> [Task statement] Can you reproduce all of the material below, requests included, but offset every coordinate in the answers by 60?

§

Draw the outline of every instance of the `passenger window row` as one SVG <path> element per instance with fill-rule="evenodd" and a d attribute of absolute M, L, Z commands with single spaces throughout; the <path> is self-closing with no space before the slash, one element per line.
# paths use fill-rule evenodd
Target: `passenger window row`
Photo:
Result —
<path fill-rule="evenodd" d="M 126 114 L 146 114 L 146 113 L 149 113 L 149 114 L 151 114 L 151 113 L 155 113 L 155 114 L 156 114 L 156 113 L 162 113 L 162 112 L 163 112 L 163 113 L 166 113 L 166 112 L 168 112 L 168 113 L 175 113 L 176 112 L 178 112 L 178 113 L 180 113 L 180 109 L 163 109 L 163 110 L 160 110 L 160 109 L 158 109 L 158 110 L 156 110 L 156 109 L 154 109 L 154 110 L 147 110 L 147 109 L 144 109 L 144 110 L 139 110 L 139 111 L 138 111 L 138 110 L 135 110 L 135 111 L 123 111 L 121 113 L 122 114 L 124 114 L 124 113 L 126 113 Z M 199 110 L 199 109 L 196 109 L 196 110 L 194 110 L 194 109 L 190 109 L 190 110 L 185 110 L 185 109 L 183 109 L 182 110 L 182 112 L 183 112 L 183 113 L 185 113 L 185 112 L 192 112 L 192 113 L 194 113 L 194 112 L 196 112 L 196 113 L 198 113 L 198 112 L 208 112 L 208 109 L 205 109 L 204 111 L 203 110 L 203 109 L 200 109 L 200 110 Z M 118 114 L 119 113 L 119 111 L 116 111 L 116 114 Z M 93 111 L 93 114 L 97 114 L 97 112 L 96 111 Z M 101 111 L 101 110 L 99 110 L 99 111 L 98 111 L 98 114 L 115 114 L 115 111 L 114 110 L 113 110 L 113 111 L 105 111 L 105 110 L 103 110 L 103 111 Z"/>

§

> [Answer in full]
Draw the outline of every instance of the `passenger window row` as one SVG <path> element per instance with fill-rule="evenodd" and a d attribute of absolute M, L, Z commands with single spaces throughout; the <path> is self-closing with no space before the slash, one element per line.
# paths use fill-rule evenodd
Target: `passenger window row`
Photo:
Result —
<path fill-rule="evenodd" d="M 186 174 L 206 174 L 206 173 L 209 173 L 209 174 L 211 174 L 211 173 L 215 173 L 215 174 L 216 174 L 216 173 L 222 173 L 222 172 L 223 172 L 223 173 L 226 173 L 226 172 L 228 172 L 228 173 L 235 173 L 236 172 L 238 172 L 238 173 L 240 173 L 240 169 L 223 169 L 223 170 L 220 170 L 220 169 L 218 169 L 218 170 L 216 170 L 216 169 L 214 169 L 214 170 L 207 170 L 207 169 L 204 169 L 204 170 L 199 170 L 199 171 L 198 171 L 198 170 L 195 170 L 195 171 L 183 171 L 181 173 L 182 174 L 184 174 L 184 173 L 186 173 Z M 259 170 L 259 169 L 256 169 L 256 170 L 254 170 L 254 169 L 250 169 L 250 170 L 245 170 L 245 169 L 243 169 L 242 170 L 242 172 L 243 172 L 243 173 L 245 173 L 245 172 L 252 172 L 252 173 L 254 173 L 254 172 L 256 172 L 256 173 L 258 173 L 258 172 L 268 172 L 268 169 L 265 169 L 264 171 L 263 170 L 263 169 L 260 169 L 260 170 Z M 178 174 L 179 173 L 179 171 L 176 171 L 176 174 Z M 153 171 L 153 174 L 157 174 L 157 172 L 156 171 Z M 161 171 L 161 170 L 159 170 L 159 171 L 158 171 L 158 174 L 175 174 L 175 171 L 174 170 L 173 170 L 173 171 L 165 171 L 165 170 L 163 170 L 163 171 Z"/>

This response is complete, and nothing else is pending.